Supplied data =>

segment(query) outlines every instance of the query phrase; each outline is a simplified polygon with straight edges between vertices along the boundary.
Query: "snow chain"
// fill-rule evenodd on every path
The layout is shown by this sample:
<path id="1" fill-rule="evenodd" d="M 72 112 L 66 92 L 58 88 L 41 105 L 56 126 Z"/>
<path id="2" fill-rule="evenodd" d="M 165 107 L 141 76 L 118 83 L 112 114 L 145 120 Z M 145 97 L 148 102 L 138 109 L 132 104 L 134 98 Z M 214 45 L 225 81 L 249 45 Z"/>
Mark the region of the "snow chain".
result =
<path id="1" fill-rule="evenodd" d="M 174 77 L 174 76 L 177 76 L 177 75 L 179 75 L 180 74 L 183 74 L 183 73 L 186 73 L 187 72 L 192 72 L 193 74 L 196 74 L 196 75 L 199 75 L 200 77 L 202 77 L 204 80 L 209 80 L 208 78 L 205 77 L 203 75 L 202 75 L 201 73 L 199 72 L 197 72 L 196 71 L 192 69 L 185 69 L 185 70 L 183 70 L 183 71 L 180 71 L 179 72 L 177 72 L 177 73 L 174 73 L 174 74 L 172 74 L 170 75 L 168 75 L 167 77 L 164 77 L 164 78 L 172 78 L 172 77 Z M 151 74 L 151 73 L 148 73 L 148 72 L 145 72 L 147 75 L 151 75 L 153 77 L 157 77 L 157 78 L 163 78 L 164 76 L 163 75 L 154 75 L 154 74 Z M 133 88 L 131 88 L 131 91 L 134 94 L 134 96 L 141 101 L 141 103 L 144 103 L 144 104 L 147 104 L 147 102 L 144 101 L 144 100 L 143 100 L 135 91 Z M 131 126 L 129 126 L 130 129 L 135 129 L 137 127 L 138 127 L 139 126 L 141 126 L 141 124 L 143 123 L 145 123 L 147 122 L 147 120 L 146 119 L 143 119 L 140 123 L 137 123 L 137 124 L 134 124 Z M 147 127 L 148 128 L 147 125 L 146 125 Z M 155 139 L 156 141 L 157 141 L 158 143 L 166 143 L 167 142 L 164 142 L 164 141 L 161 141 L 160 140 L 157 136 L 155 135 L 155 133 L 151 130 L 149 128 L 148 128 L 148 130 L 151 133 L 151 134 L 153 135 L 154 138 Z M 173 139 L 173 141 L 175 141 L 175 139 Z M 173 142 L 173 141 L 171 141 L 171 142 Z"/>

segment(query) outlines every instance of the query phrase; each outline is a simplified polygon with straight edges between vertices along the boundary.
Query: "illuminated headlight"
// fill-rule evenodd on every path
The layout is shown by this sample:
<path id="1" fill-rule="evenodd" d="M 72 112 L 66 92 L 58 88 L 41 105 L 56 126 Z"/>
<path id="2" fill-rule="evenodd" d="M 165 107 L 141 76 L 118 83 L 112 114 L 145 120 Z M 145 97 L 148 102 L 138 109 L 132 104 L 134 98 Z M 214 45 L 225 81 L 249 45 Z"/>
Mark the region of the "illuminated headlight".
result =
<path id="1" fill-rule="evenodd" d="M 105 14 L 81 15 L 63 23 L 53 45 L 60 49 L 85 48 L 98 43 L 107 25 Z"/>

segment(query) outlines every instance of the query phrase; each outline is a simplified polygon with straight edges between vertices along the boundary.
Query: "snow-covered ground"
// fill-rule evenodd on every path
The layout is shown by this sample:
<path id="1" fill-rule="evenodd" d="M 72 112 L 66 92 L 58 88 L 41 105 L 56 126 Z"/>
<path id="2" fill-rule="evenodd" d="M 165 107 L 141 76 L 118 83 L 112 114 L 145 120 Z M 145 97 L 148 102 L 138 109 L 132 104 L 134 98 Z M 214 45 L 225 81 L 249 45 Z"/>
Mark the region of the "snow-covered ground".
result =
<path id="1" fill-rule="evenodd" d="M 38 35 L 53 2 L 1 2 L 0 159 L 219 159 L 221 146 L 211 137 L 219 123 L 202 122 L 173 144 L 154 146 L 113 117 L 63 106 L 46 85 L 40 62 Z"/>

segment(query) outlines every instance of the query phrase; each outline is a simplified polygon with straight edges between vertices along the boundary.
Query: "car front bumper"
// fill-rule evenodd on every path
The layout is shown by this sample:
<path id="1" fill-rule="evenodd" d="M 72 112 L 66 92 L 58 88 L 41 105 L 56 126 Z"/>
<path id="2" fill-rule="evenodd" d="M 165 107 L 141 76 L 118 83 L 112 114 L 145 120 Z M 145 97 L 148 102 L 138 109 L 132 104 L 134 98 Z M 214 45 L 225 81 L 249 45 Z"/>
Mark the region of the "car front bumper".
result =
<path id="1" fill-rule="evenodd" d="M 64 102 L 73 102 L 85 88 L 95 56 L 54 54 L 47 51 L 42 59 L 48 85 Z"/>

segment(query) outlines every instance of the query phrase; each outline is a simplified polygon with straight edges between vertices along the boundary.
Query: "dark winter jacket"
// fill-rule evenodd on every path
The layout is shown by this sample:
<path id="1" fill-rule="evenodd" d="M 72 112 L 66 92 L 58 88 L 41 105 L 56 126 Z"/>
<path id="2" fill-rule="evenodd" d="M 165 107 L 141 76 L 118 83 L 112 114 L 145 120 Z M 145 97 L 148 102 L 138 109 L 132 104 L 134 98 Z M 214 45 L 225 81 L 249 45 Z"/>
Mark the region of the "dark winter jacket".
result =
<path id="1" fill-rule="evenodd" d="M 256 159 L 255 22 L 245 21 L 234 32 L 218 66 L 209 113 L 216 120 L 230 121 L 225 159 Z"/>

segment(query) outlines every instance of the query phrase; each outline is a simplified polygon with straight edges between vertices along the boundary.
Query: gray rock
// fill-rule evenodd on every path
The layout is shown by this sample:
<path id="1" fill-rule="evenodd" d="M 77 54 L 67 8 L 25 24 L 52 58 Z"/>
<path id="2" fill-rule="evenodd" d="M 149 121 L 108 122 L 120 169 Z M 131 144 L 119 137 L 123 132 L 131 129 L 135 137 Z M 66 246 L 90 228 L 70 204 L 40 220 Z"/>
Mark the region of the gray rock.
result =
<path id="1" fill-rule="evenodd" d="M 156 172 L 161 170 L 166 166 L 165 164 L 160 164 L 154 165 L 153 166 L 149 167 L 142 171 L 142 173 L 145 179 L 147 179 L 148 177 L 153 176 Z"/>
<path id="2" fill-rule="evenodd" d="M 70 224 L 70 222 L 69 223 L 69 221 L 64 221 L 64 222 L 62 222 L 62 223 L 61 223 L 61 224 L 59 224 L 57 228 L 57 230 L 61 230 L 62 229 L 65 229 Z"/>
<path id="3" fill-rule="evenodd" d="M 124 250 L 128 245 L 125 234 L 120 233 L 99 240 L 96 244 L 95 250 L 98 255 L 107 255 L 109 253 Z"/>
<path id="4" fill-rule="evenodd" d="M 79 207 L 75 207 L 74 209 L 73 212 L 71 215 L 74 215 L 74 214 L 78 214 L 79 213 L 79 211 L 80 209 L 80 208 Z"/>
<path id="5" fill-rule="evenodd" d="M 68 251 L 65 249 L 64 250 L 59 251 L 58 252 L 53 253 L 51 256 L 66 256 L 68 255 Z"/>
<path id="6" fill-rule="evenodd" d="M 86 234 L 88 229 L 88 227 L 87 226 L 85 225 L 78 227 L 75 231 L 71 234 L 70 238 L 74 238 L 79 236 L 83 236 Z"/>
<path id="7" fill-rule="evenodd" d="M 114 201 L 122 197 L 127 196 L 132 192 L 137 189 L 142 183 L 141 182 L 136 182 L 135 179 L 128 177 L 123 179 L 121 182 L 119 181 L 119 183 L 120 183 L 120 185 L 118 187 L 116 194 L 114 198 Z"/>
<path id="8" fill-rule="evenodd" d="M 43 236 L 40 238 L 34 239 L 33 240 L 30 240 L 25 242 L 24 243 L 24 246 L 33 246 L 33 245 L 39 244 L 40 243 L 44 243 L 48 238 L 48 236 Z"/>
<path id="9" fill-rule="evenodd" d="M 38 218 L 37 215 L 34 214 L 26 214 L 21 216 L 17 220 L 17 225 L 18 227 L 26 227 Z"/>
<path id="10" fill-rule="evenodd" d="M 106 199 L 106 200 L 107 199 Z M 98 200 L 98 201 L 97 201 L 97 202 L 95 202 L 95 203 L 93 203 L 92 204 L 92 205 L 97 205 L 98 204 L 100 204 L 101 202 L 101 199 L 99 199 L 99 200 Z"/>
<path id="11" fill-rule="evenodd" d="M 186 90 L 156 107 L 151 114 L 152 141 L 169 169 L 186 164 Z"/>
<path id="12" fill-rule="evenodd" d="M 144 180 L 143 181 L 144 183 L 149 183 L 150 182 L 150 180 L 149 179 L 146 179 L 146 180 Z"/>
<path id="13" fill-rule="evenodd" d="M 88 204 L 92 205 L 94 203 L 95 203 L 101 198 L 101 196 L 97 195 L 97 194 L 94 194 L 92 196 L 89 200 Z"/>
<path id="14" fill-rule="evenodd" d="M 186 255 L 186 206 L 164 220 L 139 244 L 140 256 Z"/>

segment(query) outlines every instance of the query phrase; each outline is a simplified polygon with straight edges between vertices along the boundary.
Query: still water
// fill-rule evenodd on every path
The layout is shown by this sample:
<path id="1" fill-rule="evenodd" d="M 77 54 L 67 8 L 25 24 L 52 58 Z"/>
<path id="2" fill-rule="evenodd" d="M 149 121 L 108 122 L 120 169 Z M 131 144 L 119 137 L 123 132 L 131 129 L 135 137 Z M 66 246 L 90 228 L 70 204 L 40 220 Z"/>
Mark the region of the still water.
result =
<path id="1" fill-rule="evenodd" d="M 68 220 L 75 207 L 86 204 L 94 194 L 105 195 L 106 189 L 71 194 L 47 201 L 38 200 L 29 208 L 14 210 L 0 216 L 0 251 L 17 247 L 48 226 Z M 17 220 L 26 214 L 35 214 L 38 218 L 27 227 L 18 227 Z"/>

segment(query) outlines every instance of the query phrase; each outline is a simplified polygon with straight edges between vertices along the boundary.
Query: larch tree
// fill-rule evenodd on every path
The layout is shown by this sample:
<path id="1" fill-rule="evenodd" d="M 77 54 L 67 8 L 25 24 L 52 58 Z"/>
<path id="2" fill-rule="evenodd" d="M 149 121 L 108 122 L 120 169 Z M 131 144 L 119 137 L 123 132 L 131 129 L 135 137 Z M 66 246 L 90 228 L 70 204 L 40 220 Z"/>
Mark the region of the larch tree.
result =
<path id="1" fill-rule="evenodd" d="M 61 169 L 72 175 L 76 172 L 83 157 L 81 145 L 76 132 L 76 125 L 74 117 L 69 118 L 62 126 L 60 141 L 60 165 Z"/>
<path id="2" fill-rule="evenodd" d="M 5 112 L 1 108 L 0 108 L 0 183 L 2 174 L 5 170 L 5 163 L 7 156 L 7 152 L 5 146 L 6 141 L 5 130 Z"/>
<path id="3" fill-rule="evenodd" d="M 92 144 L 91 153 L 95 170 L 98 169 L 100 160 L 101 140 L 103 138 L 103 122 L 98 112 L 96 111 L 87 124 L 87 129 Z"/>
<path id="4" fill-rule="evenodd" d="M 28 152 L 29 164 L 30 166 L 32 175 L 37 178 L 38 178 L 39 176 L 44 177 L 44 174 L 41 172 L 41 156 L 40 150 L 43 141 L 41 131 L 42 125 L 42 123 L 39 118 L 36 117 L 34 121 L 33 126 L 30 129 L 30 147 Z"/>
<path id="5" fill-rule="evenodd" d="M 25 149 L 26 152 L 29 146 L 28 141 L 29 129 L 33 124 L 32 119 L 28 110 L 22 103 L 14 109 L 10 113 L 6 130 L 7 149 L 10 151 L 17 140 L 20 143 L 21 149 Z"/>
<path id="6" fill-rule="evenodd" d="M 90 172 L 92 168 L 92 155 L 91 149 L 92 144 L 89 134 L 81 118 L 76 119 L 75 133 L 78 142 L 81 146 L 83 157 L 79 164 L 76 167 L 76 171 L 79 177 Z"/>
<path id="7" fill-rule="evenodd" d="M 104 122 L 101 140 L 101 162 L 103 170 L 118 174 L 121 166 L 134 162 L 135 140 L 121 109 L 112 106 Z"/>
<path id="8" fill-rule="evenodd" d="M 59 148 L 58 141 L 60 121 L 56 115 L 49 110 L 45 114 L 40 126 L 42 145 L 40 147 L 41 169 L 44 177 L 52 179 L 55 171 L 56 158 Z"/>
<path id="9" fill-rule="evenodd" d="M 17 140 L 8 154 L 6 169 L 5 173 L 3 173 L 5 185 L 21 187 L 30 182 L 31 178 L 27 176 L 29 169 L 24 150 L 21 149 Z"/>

Work to complete => Identify every line of the listing above that contains the string "dark", matching case exactly, and copy each of those lines in full.

Exercise response =>
Query: "dark winter jacket"
Mark the region of the "dark winter jacket".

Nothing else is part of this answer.